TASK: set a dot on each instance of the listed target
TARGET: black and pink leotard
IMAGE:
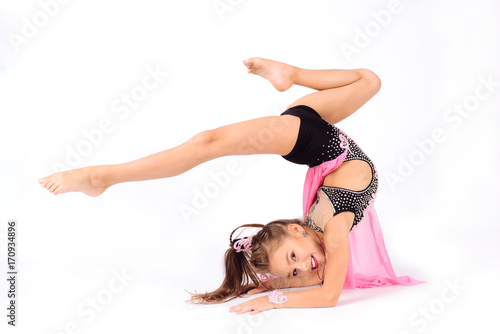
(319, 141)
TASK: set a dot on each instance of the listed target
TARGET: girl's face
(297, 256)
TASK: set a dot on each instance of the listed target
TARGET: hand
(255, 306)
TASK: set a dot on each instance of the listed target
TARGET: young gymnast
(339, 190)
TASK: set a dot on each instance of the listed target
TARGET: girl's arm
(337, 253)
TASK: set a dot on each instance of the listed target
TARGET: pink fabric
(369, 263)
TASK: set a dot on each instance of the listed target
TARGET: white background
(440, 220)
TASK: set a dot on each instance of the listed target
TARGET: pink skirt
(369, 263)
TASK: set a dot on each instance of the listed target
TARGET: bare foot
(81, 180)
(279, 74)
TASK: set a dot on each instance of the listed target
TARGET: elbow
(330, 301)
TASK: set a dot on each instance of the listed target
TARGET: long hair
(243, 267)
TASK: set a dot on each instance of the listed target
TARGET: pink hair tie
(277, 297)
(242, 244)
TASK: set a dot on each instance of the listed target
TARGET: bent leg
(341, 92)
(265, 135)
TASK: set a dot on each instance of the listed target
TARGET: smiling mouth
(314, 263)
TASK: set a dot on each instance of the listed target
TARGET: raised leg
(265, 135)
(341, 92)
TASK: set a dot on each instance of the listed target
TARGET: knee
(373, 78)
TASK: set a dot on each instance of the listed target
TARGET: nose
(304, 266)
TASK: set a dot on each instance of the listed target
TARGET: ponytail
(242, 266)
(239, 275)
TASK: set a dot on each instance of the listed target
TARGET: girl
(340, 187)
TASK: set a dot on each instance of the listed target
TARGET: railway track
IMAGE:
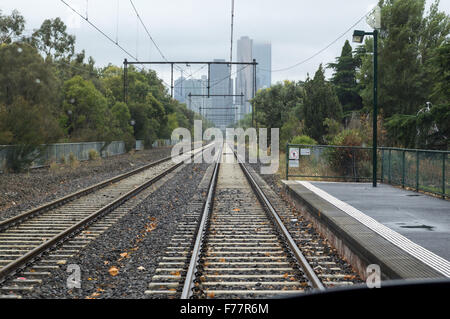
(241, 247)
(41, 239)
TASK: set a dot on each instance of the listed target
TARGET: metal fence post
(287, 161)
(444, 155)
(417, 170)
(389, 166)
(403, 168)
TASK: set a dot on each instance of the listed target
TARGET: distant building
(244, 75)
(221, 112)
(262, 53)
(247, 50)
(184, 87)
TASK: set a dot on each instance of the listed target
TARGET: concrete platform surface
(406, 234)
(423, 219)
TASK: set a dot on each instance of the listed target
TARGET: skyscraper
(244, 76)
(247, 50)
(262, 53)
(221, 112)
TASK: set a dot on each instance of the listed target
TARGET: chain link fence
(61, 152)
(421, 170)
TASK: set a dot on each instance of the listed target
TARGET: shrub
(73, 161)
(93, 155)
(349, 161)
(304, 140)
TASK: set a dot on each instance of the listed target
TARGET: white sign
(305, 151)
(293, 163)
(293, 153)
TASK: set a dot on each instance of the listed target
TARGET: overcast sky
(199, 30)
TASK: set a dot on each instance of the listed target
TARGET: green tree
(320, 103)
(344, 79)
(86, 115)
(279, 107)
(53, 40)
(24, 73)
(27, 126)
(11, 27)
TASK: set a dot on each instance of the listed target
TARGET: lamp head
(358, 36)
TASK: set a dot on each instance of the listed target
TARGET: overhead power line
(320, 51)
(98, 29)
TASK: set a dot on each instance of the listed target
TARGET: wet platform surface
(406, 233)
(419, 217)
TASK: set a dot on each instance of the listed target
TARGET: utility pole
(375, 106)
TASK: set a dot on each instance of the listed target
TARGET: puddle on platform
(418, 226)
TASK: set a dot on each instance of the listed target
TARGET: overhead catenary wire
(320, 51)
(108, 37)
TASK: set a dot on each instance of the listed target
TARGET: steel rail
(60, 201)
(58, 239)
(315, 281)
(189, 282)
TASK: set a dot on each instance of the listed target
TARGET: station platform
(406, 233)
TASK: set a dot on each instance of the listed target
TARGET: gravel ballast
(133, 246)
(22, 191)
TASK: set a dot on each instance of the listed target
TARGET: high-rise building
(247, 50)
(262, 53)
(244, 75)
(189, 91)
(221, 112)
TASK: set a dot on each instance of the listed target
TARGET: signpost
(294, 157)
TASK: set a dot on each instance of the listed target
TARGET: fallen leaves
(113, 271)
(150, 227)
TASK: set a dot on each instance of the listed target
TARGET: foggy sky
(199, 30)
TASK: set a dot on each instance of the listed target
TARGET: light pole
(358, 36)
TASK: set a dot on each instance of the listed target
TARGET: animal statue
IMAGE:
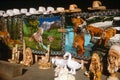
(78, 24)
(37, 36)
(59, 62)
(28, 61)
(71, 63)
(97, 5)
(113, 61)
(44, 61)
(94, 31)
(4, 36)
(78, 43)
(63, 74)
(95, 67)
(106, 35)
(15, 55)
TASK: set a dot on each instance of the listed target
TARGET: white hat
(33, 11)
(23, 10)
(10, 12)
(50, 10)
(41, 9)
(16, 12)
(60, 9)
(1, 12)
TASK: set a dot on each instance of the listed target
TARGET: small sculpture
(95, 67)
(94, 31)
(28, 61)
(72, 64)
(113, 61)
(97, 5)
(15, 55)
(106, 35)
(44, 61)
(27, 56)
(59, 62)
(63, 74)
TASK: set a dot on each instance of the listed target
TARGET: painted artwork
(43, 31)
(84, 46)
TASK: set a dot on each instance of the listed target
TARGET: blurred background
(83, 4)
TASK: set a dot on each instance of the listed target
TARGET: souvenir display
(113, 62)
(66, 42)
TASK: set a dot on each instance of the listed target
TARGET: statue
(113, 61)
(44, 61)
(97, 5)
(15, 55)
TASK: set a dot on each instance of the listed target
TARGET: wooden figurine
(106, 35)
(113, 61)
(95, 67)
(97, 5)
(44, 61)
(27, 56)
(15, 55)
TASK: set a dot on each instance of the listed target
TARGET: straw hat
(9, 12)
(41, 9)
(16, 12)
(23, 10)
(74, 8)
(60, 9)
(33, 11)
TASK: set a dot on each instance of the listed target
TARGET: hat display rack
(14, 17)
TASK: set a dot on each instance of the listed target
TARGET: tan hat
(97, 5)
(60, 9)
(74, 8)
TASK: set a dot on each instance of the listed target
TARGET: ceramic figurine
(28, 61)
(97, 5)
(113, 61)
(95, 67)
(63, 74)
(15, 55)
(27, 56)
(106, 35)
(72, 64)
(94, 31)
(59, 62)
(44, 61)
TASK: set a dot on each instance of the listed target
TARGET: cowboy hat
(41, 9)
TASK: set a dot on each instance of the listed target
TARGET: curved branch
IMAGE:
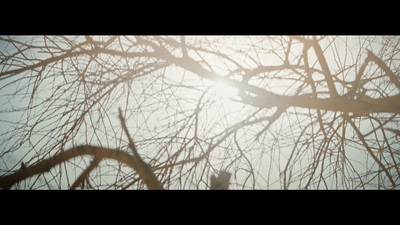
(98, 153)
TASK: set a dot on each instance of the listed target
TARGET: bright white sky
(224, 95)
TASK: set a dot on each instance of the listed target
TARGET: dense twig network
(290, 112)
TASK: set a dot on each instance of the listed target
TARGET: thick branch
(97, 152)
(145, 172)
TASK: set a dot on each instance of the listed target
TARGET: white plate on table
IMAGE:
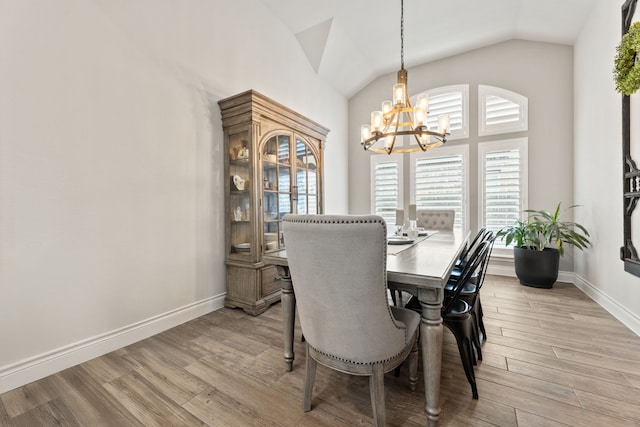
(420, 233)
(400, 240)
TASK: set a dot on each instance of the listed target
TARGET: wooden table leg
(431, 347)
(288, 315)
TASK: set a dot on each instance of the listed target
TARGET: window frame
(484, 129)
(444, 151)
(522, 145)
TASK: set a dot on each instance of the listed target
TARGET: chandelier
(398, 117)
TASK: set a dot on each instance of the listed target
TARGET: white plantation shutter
—————
## WORK INSTRUCTION
When you set down the records above, copy every line exactly and exclude the pictures.

## ANSWER SECTION
TASK: set a dot on each instance of the listed target
TARGET: black and pink leotard
IMAGE:
(319, 141)
TASK: set a dot on each instance of the listed target
TARGET: girl's face
(297, 256)
TASK: set a dot on each instance of the listed target
TARGET: hand
(255, 306)
TASK: set a dot on each instance of the listed target
TARGET: young gymnast
(339, 190)
TASK: set a dot on each instance of the listed target
TARGET: girl's arm
(337, 253)
TASK: set a dot on each instance of the listed target
TARGET: pink fabric
(369, 263)
TASK: set a dot on each instance of the listed target
TARGET: white background
(440, 220)
TASK: set a dot on each instance of the listed target
TARGET: pink skirt
(369, 263)
TASK: set a dot on each instance of the listed target
TARGET: bare foot
(81, 180)
(279, 74)
TASK: set a dot on each instance of the listed target
TARGET: elbow
(330, 301)
TASK: set a dot on each instance of the listed target
TARGET: long hair
(243, 267)
TASK: set a dot on each instance of the listed target
TARGET: pink hair tie
(277, 297)
(242, 244)
TASK: set a dot on each instance of the listed target
TARGET: bent leg
(341, 92)
(265, 135)
TASK: set a dot on each instance of the listed target
TARGET: smiling mouth
(314, 263)
TASK: set a dot on each instance of the listed target
TARGET: raised leg
(265, 135)
(341, 92)
TASK: set a dot on each instance of the listed target
TARGET: knee
(373, 78)
TASK: set a dot on each instance of the listed target
TARGET: nose
(304, 266)
TASK: set a dot on each instance of the listed target
TARGET: ponytail
(242, 266)
(239, 275)
TASK: set a dot on each instance of the listed target
TARGET: girl
(340, 187)
TASK: set a dot on each instance of the listed target
TARGET: railway track
IMAGE:
(241, 247)
(41, 239)
TASK: set a dot on each instance of the listed target
TARGET: metal fence post
(287, 161)
(444, 155)
(417, 170)
(389, 166)
(403, 168)
TASK: set a dot on each instance of the listed target
TARGET: distant building
(244, 75)
(221, 112)
(262, 53)
(247, 50)
(184, 87)
TASK: set a dot on each instance of the listed target
TARGET: concrete platform surface
(406, 234)
(423, 219)
TASK: set a dot on each instance of the listed target
TARGET: skyscraper
(244, 76)
(247, 50)
(262, 53)
(221, 112)
TASK: set a dot on each instance of the listed target
TARGET: chain link fence
(61, 152)
(421, 170)
TASK: set a dot on each instance of the listed target
TARGET: shrub
(73, 161)
(93, 155)
(349, 161)
(304, 140)
TASK: set a dot on each instance of the listed target
TARGET: white sign
(305, 151)
(293, 163)
(293, 153)
TASK: set a dot on each instance of the listed target
TARGET: overcast sky
(199, 30)
TASK: set a dot on each instance of the listed target
TARGET: green tree
(320, 103)
(344, 79)
(86, 115)
(279, 107)
(53, 40)
(24, 73)
(27, 126)
(11, 27)
TASK: set a dot on each instance of the listed target
TARGET: lamp head
(358, 36)
TASK: set a dot on each instance of the listed target
TARGET: overhead power line
(320, 51)
(98, 29)
TASK: set a dot on each instance of the listed target
TARGET: wet platform surface
(406, 233)
(419, 217)
TASK: set a dot on each instance of the listed target
TARGET: utility pole
(375, 106)
TASK: set a dot on each instance of the listed target
TARGET: puddle on platform
(418, 226)
TASK: set a dot on each instance of the listed target
TARGET: overhead catenary wire
(320, 51)
(108, 37)
TASK: set a dot on each instance of the listed target
TARGET: steel rail
(60, 201)
(58, 239)
(315, 281)
(189, 282)
TASK: set a dot on each instance of the listed target
TARGET: station platform
(406, 233)
TASK: set a dot on each instance of the listed target
TARGET: gravel ballast
(133, 246)
(22, 191)
TASK: set a dot on each instance of the listed target
TARGET: high-rise building
(247, 50)
(262, 53)
(244, 75)
(189, 91)
(221, 112)
TASK: set a dot on each instance of the listed target
TARGET: signpost
(294, 157)
TASK: set a dot on each instance of the listed target
TARGET: fallen leaves
(113, 271)
(150, 227)
TASK: set a dot on each instance of the listed target
TARGET: foggy sky
(199, 30)
TASK: set a dot on each instance of the listed target
TARGET: light pole
(358, 36)
TASK: set a dot on each instance of the listed target
TARGET: animal statue
IMAGE:
(78, 24)
(37, 36)
(59, 62)
(28, 61)
(71, 63)
(97, 5)
(113, 61)
(44, 61)
(94, 31)
(4, 36)
(78, 43)
(63, 74)
(95, 67)
(106, 35)
(15, 55)
TASK: set a dot on each instance of the listed target
TARGET: white hat
(33, 11)
(23, 10)
(10, 12)
(50, 10)
(41, 9)
(16, 12)
(60, 9)
(1, 12)
TASK: set a dot on each instance of the listed target
TARGET: small sculpture
(95, 67)
(94, 31)
(28, 61)
(72, 64)
(113, 61)
(97, 5)
(15, 55)
(106, 35)
(44, 61)
(27, 56)
(59, 62)
(63, 74)
TASK: set a dot on each instance of the listed target
TARGET: painted artwork
(43, 31)
(84, 46)
TASK: set a dot on each instance of the listed target
TARGET: blurred background
(83, 4)
TASK: set a dot on each instance of the listed target
TARGET: souvenir display
(113, 62)
(66, 42)
TASK: set a dot on each instance of the listed target
TARGET: statue
(113, 61)
(44, 61)
(97, 5)
(15, 55)
TASK: set a dot on each instance of the listed target
TARGET: wooden figurine
(106, 35)
(113, 61)
(95, 67)
(97, 5)
(44, 61)
(27, 56)
(15, 55)
TASK: set a dot on each instance of the listed target
TARGET: straw hat
(9, 12)
(41, 9)
(16, 12)
(23, 10)
(74, 8)
(60, 9)
(33, 11)
TASK: set a dot on each instance of the listed target
TARGET: hat display rack
(14, 17)
TASK: set a dot on each instance of the listed target
TARGET: tan hat
(97, 5)
(60, 9)
(74, 8)
TASK: set a dot on each instance of the listed target
TARGET: ceramic figurine
(28, 61)
(97, 5)
(113, 61)
(95, 67)
(63, 74)
(15, 55)
(27, 56)
(106, 35)
(72, 64)
(94, 31)
(59, 62)
(44, 61)
TASK: set a dot on each instance of the listed target
TARGET: cowboy hat
(41, 9)
TASK: set a dot on each instance of the listed target
TARGET: curved branch
IMAGE:
(98, 153)
TASK: set a dot on each instance of the listed target
TARGET: bright white sky
(224, 95)
TASK: set a dot on each instance of the listed target
TARGET: dense twig network
(290, 112)
TASK: set a dot on each instance of the listed target
TARGET: thick branch
(97, 152)
(145, 172)
TASK: set a dot on each instance of the listed target
TARGET: white plate on table
IMAGE:
(420, 233)
(400, 240)
TASK: set a dot on each instance of the listed target
TARGET: wooden table leg
(431, 347)
(288, 315)
TASK: set a dot on each instance of the listed target
TARGET: window frame
(484, 129)
(444, 151)
(522, 145)
TASK: set a dot on each instance of the listed target
TARGET: chandelier
(398, 117)
TASK: set a dot on each instance of the listed target
TARGET: white plantation shutter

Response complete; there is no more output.